GIVEN INFORMATION:

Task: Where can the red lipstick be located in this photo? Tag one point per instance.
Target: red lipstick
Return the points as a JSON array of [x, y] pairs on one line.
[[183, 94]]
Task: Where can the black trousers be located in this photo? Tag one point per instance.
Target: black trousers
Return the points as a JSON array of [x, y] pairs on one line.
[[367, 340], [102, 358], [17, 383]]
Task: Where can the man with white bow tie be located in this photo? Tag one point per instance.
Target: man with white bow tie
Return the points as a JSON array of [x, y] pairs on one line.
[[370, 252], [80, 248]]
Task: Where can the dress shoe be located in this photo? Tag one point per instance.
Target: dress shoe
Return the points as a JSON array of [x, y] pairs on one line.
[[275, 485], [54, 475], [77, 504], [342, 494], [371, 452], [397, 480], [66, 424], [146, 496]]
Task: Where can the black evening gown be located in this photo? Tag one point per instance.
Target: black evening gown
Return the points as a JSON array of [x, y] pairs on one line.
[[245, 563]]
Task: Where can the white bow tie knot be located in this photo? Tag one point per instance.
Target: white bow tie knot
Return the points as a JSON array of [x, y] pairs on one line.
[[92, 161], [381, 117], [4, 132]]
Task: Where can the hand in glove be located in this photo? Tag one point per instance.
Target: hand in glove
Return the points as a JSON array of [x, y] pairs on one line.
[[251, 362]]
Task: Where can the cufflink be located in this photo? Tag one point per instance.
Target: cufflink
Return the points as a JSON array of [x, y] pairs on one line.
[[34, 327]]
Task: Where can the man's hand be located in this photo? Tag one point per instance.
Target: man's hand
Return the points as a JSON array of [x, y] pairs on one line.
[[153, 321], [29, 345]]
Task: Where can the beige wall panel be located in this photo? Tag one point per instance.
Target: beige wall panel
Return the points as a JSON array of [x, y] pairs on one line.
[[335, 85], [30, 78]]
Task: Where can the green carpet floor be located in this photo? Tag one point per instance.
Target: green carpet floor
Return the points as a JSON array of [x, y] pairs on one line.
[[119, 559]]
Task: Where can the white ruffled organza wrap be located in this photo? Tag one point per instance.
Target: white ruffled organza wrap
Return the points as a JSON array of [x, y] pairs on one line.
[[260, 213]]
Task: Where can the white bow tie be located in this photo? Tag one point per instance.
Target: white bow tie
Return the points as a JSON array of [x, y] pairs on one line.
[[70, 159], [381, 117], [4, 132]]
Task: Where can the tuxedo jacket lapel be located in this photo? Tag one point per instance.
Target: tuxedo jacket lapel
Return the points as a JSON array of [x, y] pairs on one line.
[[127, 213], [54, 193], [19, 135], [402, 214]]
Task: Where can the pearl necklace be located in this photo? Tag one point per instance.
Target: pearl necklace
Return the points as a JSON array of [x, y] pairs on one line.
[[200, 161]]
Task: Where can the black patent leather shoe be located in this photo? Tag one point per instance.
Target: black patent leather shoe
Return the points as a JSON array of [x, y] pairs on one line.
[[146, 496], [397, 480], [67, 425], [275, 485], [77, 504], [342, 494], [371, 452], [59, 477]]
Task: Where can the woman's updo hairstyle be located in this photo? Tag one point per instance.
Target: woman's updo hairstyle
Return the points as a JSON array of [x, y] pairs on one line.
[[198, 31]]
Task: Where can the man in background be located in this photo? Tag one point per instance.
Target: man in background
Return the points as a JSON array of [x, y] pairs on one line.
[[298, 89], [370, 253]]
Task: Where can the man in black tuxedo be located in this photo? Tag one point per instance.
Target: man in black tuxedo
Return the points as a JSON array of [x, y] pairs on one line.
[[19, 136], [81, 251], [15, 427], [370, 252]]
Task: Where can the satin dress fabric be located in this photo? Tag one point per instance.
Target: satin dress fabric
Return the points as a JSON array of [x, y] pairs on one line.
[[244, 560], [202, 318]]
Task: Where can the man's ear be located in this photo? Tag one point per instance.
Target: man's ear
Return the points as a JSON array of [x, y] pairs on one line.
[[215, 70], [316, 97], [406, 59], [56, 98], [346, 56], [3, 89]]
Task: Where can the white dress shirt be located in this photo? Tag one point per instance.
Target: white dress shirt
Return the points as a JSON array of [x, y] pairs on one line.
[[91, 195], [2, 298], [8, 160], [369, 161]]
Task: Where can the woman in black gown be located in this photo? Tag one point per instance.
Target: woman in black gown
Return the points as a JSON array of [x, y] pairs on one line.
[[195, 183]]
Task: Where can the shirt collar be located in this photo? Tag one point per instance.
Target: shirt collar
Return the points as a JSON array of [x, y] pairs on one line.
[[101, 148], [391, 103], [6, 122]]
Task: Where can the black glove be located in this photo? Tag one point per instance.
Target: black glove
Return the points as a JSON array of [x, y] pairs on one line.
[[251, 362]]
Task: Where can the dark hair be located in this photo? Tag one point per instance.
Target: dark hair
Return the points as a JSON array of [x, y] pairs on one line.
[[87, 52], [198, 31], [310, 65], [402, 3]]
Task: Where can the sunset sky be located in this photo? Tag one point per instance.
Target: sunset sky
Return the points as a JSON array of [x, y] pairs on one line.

WORK REQUEST:
An exact copy of every entry is the expected result.

FINISHED EXERCISE:
Task: Where can the red lipstick be located in this photo? Tag one point per instance.
Target: red lipstick
Return the points as a JSON array of [x, y] pairs on one line.
[[183, 94]]
Task: Where can the black trousers be located in this photo? Tag one point per instance.
Target: black trousers
Return the points as a JSON array of [x, y] pairs on one line.
[[367, 340], [102, 358], [17, 383]]
Task: Where can the man with white bow tie be located in this photo? Tag one point per instance.
Target: man with white bow tie
Return the points as a JSON array of [x, y] pairs on one line.
[[370, 252], [80, 248]]
Task: Where can the dress shoe be located in this photo? Tag one point per instance.
Target: dress shoe
Return the points as a JSON array of [x, y] pairs on one line.
[[275, 485], [54, 475], [77, 504], [342, 494], [371, 452], [397, 480], [66, 424], [146, 496]]
Task: Where can the black evening gown be located in this photo? Tag one point per instance.
Target: black evening gown
Return the points as a JSON array of [x, y] pairs on one line.
[[245, 563]]
Task: Where can the white bow tie knot be located in this photo? Tag one point per instance.
Target: white bow tie knot
Return the points as a JSON array of [x, y] pairs on one line.
[[92, 161], [381, 117], [4, 132]]
Task: Where can the hand in glove be located in this photo? Tag one point per instance.
Target: hand in glove
Return the points as a JSON array of [x, y] pairs on one line.
[[251, 362]]
Task: Where can the cufflink be located in this photo? Tag one point per instance.
Target: cufflink
Return the points as a JSON array of [x, y] pairs on one line.
[[34, 327]]
Task: Where can the man's hand be located in this photo? Tag one point per instance.
Target: man's hand
Return the points as a JSON array of [x, y] pairs on one line.
[[153, 321], [29, 345]]
Task: Where can the beige wall panel be located in this photo? Tag one point per instance.
Target: beige wall panel
Return the points as a JSON array of [x, y] pairs on one line.
[[335, 85], [30, 78]]
Task: Where can the green carpet floor be located in this photo? Tag one point per instance.
Target: green carpet floor
Return the points as a JSON array of [x, y] pairs on one line.
[[119, 559]]
Task: Where can the white ruffled organza wrap be located in this photo? Tag one point per instance.
Target: white ruffled organza wrap
Return the points as a JSON array of [x, y] pairs on one line.
[[260, 213]]
Task: Where can the white bow tie be located in this photo? Tag one point per instance.
Target: white bow tie
Return the points as a JSON array of [x, y] pairs on one line.
[[70, 159], [381, 117], [4, 132]]
Task: Where can the tuxedo jacket lapel be located in this photo? Tag one point per instance.
Target: tuxedo jacket lapel
Return the points as a JSON array of [x, y] pairs on one line.
[[127, 213], [54, 193], [19, 135], [402, 214]]
Task: Where can the pearl necklace be located in this photo? Tag one point per instance.
Target: pearl necklace
Return the points as a JSON array of [x, y] pairs on one line.
[[200, 161]]
Task: Where can the black patent leather shoe be located in this photo? Tag one point per instance.
Target: black patent leather shoe
Return the points as a JSON array of [x, y] pairs on one line.
[[146, 496], [397, 480], [67, 425], [275, 485], [77, 504], [342, 494], [371, 452], [59, 477]]
Task: Where can the woman's updo hairstyle be located in this photo? Tag one point per instance.
Target: woman's updo hairstyle
Return the points as a JSON array of [x, y] pairs on one line.
[[198, 31]]
Task: Where can the man in background be located in this photo? Tag one point per instance.
Target: man in background
Return the points as a JSON array of [x, y] pairs on one line.
[[298, 89], [370, 253]]
Task: Where can the man in black tuxedo be located in this photo? Tag one point per instance.
Target: man in black tuxedo
Return the points as a JSON array of [x, y] pairs on one line.
[[19, 136], [81, 251], [15, 427], [370, 252]]
Task: Where can the satin dress fabric be located in this photo? Tag one point per instance.
Target: satin dress fabric
Return the points as a JSON array of [x, y] pairs on one line.
[[244, 560], [202, 318]]
Task: Where can the man's ear be located in this photo? Tag one point per instance.
Target: man's ear
Return the points as a JSON array of [x, y] pairs on one line.
[[215, 70], [316, 97], [406, 59], [56, 98], [346, 56], [3, 89]]
Task: Where can the white dress shirt be located in this photo? Tag one point per instance.
Target: white dress shirt
Return the points as a JSON array of [x, y] pairs on one line.
[[91, 195], [2, 298], [8, 160], [369, 161]]
Task: Where can the woman in black gown be located in this photo? Tag one point per instance.
Target: woman in black gown
Return the points as a JSON array of [x, y] pairs on one line.
[[195, 183]]
Task: Where can the shirt collar be located in this photo? Tag one point per instance.
Target: shirt collar
Return the points as a JSON array of [x, y] pairs on one line.
[[101, 148], [391, 103], [6, 122]]
Task: Where can the black glove be located in this photo? Tag one point per instance.
Target: black glove
Return the points as a JSON array of [x, y] pairs on one line.
[[251, 362]]
Task: Where can the dark hair be located in this photo? Tag one point per instance.
Target: dark hair
Return the points as a JSON array of [x, y] pairs on one line.
[[87, 52], [198, 31], [310, 65], [402, 3]]
Task: Where can the sunset sky be located in this photo? Tag one point per instance.
Target: sunset sky
Return the points as a JSON array of [x, y] pairs on one line.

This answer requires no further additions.